----- RECORDED DATA

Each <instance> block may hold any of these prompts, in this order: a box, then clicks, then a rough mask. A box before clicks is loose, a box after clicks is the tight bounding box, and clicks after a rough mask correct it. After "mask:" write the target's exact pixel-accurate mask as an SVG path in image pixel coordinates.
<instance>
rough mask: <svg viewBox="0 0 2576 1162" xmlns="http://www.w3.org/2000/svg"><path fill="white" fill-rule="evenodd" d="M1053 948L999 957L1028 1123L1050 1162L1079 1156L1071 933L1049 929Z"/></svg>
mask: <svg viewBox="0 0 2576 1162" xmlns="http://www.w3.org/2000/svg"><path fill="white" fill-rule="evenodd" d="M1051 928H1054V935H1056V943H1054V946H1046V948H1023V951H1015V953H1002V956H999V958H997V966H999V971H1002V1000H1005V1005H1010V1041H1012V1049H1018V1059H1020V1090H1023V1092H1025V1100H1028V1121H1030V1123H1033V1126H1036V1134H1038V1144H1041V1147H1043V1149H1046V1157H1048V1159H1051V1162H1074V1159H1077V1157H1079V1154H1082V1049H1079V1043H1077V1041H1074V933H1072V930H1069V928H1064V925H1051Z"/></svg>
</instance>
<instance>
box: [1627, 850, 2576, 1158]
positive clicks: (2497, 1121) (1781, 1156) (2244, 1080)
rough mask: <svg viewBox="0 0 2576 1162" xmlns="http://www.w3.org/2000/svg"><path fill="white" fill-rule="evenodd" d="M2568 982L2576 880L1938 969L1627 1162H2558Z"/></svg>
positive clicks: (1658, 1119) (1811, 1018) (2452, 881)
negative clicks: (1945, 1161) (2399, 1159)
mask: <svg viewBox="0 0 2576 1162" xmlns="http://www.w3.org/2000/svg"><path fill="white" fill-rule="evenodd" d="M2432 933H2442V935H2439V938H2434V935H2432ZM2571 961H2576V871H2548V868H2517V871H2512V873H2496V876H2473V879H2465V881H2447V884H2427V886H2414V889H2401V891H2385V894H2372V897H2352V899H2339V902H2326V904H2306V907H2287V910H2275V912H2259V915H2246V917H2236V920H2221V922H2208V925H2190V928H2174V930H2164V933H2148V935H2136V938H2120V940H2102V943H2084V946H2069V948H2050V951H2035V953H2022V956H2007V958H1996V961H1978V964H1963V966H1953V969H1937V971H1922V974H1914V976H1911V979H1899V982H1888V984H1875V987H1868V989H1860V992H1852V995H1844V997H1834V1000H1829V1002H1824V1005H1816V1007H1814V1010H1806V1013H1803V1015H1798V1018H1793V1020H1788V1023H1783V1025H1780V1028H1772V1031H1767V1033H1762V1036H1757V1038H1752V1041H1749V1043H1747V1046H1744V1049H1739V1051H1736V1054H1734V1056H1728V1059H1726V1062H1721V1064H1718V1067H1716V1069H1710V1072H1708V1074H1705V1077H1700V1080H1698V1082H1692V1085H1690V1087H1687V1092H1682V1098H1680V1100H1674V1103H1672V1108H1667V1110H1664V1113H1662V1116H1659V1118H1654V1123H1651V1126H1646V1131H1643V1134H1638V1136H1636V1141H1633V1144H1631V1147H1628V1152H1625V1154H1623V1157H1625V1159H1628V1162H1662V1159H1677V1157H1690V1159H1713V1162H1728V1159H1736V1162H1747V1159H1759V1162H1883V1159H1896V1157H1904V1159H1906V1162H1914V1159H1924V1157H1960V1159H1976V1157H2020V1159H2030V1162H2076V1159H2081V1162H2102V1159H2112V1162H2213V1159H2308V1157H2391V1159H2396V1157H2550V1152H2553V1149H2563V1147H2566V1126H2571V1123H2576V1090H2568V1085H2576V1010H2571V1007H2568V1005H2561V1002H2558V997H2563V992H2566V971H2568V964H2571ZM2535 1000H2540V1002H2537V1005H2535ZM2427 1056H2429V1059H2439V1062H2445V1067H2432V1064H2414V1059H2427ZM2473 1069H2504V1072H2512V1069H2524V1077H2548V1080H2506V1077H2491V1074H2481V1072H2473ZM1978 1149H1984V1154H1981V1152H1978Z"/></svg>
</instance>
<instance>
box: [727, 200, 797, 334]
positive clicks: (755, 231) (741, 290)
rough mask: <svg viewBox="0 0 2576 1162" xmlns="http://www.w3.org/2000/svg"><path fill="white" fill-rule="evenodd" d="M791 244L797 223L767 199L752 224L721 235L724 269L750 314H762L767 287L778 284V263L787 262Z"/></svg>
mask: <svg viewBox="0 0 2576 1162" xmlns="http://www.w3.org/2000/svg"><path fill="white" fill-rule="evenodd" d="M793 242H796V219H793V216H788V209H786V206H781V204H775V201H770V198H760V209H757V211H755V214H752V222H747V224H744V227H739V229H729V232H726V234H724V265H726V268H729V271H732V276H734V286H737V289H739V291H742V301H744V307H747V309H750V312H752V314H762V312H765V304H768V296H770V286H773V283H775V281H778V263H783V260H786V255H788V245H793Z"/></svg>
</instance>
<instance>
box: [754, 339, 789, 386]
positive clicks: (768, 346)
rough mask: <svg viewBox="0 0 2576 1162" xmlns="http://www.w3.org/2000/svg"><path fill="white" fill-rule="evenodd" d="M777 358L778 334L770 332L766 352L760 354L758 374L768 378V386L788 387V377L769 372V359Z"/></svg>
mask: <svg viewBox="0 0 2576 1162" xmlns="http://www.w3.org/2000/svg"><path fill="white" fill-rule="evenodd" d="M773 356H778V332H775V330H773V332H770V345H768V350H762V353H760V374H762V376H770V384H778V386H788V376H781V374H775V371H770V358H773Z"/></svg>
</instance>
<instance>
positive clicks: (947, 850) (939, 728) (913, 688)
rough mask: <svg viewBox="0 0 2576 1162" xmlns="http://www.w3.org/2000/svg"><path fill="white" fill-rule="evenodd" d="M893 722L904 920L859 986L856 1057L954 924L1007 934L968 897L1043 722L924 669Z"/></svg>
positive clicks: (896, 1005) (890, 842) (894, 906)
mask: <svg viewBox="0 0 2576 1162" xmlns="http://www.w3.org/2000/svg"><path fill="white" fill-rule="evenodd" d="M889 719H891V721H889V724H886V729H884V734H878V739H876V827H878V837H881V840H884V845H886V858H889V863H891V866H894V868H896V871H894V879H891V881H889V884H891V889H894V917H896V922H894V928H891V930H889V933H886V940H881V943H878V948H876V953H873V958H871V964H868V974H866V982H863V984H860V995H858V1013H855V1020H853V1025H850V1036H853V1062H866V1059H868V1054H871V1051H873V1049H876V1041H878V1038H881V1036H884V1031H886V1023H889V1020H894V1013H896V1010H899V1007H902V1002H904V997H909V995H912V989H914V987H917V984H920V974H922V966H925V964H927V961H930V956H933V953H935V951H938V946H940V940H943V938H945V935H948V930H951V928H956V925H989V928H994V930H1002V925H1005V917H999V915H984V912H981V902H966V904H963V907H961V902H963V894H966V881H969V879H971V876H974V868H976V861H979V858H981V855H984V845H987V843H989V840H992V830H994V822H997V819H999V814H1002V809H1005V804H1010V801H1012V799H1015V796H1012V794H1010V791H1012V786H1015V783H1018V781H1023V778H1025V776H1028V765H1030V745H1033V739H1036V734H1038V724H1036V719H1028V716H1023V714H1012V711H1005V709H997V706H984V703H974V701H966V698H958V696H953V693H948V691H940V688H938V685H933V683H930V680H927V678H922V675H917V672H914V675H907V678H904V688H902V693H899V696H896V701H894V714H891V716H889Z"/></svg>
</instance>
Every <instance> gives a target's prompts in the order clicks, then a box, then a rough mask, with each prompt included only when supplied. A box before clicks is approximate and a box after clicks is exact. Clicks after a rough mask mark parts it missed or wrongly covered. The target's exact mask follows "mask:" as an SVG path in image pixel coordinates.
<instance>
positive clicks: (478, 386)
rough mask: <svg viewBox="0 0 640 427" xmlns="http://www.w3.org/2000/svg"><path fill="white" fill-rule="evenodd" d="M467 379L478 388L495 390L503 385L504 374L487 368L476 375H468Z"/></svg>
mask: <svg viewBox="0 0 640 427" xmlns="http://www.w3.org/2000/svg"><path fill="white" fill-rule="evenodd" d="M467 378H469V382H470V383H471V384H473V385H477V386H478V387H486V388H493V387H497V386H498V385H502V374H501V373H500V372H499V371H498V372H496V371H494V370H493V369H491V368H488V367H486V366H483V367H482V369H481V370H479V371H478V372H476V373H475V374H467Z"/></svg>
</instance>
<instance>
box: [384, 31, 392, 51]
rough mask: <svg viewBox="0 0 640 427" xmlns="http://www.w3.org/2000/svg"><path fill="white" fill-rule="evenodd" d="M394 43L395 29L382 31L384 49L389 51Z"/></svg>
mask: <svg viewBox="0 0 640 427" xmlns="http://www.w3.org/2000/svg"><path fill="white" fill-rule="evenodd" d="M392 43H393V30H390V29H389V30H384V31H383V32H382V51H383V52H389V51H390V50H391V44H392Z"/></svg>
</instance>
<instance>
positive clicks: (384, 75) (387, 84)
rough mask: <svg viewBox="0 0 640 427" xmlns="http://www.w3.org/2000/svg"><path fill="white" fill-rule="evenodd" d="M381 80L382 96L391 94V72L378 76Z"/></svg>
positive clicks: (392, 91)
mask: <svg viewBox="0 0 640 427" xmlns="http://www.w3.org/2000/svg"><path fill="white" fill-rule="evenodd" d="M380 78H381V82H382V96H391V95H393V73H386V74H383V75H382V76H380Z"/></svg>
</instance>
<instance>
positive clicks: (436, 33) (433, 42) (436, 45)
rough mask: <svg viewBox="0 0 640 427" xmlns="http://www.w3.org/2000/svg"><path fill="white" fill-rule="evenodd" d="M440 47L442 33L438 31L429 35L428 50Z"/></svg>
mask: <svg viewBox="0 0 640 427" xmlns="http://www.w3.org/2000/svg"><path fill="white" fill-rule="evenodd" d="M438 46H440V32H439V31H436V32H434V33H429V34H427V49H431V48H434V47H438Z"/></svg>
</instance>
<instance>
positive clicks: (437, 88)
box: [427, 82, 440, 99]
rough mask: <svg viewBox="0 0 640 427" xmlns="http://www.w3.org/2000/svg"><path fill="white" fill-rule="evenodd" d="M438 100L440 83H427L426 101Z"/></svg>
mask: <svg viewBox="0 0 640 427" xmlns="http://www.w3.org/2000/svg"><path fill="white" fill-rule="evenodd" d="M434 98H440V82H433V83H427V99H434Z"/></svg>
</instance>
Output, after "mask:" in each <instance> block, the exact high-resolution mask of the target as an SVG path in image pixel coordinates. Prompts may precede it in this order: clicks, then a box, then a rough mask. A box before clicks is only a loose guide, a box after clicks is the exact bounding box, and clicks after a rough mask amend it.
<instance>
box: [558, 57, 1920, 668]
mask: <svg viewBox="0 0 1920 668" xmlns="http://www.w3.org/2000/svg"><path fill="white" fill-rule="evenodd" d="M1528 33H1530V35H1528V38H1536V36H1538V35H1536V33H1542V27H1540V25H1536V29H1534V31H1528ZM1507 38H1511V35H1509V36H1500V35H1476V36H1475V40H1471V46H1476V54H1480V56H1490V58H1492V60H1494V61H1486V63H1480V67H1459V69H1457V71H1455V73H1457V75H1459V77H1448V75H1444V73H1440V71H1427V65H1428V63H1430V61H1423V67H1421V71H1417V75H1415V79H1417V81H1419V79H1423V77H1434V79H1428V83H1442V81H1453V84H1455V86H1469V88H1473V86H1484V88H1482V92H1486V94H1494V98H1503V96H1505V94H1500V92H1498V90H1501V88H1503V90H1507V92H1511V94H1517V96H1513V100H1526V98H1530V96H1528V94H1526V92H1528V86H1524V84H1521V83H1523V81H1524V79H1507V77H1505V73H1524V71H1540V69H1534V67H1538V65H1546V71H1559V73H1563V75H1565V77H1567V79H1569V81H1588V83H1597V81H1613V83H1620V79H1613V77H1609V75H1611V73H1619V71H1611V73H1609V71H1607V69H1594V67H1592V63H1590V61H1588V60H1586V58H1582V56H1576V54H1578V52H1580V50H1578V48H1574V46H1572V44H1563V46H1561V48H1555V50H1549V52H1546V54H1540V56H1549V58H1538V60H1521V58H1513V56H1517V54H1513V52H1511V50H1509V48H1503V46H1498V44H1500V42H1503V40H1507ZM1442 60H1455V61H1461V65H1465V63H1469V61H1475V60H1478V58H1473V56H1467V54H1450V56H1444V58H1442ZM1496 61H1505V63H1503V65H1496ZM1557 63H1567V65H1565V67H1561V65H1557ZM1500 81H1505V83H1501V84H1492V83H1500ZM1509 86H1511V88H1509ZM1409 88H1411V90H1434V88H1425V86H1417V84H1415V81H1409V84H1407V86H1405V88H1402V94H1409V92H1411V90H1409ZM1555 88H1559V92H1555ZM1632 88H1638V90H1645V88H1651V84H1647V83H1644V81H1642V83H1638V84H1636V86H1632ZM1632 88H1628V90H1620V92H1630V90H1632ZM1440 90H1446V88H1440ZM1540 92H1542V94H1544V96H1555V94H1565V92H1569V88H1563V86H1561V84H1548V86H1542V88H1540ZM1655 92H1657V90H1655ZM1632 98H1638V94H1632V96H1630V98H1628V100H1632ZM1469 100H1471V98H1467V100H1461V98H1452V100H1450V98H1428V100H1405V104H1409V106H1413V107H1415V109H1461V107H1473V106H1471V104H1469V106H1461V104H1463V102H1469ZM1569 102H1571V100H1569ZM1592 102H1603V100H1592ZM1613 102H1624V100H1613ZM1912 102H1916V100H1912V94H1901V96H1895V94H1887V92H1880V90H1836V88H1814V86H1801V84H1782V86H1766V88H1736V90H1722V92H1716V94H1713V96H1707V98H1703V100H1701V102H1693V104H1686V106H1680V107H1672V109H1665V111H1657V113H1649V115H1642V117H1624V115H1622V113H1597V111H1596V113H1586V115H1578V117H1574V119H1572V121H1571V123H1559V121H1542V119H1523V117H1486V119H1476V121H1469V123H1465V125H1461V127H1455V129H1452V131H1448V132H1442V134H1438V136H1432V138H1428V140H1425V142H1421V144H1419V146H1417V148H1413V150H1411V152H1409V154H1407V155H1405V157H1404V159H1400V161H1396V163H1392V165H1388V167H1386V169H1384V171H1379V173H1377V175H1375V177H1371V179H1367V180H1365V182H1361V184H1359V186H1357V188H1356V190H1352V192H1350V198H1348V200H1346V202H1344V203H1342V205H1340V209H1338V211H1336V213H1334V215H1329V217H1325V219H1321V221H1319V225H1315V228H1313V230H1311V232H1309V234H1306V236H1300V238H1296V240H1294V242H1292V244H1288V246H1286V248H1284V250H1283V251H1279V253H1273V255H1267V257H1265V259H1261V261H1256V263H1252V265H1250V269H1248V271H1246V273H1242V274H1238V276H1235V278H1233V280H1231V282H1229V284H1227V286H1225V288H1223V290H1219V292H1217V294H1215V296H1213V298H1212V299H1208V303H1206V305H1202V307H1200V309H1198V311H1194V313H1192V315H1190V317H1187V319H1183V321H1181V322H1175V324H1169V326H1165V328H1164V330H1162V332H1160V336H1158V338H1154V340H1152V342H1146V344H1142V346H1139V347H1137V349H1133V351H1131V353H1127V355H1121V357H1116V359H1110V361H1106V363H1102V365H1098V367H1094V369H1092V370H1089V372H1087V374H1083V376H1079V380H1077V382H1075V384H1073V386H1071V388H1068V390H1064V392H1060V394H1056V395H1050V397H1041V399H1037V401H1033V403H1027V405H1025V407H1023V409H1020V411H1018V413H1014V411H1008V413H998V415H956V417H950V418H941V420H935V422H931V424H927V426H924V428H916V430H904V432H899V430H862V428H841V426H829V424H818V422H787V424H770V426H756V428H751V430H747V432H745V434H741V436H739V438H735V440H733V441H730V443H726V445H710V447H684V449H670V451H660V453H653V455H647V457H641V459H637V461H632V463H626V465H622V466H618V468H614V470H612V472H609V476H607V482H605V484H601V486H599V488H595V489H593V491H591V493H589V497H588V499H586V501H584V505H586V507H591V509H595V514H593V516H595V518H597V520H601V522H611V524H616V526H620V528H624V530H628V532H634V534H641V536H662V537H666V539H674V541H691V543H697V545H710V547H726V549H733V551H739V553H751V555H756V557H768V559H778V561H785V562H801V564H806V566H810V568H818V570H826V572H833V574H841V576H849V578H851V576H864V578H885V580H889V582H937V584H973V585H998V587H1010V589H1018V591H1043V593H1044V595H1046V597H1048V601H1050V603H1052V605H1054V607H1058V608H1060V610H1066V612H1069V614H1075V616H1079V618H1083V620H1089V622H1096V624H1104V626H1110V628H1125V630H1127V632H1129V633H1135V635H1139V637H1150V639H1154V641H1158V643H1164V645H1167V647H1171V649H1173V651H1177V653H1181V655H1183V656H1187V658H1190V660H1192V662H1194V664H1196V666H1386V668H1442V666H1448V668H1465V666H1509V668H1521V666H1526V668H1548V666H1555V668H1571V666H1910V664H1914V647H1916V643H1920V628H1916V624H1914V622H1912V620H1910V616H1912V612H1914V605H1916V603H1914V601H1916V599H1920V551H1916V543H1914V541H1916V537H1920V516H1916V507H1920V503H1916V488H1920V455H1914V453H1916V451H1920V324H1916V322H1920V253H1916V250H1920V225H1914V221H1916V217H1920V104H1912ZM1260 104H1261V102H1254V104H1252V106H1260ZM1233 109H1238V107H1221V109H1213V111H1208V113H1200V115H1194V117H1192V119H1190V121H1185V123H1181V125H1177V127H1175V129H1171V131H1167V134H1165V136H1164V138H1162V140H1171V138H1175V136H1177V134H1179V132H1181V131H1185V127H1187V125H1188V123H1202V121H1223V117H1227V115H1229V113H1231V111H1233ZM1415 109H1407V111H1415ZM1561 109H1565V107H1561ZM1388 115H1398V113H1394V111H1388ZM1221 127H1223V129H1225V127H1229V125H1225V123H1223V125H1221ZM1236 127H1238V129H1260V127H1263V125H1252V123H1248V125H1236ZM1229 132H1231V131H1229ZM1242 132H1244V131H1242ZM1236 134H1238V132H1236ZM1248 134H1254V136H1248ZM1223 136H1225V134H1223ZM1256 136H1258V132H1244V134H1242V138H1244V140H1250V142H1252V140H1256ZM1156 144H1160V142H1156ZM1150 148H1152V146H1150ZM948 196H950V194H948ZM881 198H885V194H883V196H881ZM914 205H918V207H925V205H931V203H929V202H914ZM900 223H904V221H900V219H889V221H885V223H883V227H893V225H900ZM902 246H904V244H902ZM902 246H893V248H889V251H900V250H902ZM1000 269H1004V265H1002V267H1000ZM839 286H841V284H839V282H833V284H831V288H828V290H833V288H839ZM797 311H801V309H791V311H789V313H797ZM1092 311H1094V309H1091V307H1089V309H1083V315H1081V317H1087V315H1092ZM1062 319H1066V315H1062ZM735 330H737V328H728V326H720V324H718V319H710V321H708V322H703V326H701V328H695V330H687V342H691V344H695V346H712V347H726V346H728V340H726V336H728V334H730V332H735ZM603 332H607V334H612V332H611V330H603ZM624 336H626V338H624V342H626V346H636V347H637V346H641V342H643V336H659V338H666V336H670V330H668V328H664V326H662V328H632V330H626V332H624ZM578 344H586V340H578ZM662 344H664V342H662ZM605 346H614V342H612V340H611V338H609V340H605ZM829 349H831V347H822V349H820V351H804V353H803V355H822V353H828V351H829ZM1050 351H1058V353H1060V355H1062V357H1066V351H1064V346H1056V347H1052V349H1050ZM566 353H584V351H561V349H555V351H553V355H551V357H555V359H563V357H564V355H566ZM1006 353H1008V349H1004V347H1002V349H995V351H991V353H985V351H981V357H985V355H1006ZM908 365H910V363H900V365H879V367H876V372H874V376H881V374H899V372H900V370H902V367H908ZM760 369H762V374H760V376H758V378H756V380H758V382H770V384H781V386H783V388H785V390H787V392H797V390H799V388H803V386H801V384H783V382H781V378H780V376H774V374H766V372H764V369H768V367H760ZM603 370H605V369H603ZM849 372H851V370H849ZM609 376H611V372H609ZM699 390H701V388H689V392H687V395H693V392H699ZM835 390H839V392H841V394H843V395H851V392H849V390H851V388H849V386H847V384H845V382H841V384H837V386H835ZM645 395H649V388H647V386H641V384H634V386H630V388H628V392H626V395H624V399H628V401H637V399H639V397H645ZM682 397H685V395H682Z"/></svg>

----------

Scan the lines above, and whenever one holds the string "loose", copy it.

* **ANSWER**
Each <instance> block may hold any of these prompts, in this order: a box, then clicks, then a rough mask. A box before clicks is loose, a box after clicks is the tight bounding box, and clicks after a rough mask correct it. After "mask:" write the target's exact pixel-accurate mask as an SVG path in image pixel coordinates.
Output, after "mask:" in each <instance> block, the exact high-resolution mask of the target as an SVG path in image pixel coordinates. Prompts may precede it in this order: clicks, then a box, then a rough mask. A box before clicks is only a loose guide, a box after clicks is the exact bounding box, and clicks after a rough mask amend it.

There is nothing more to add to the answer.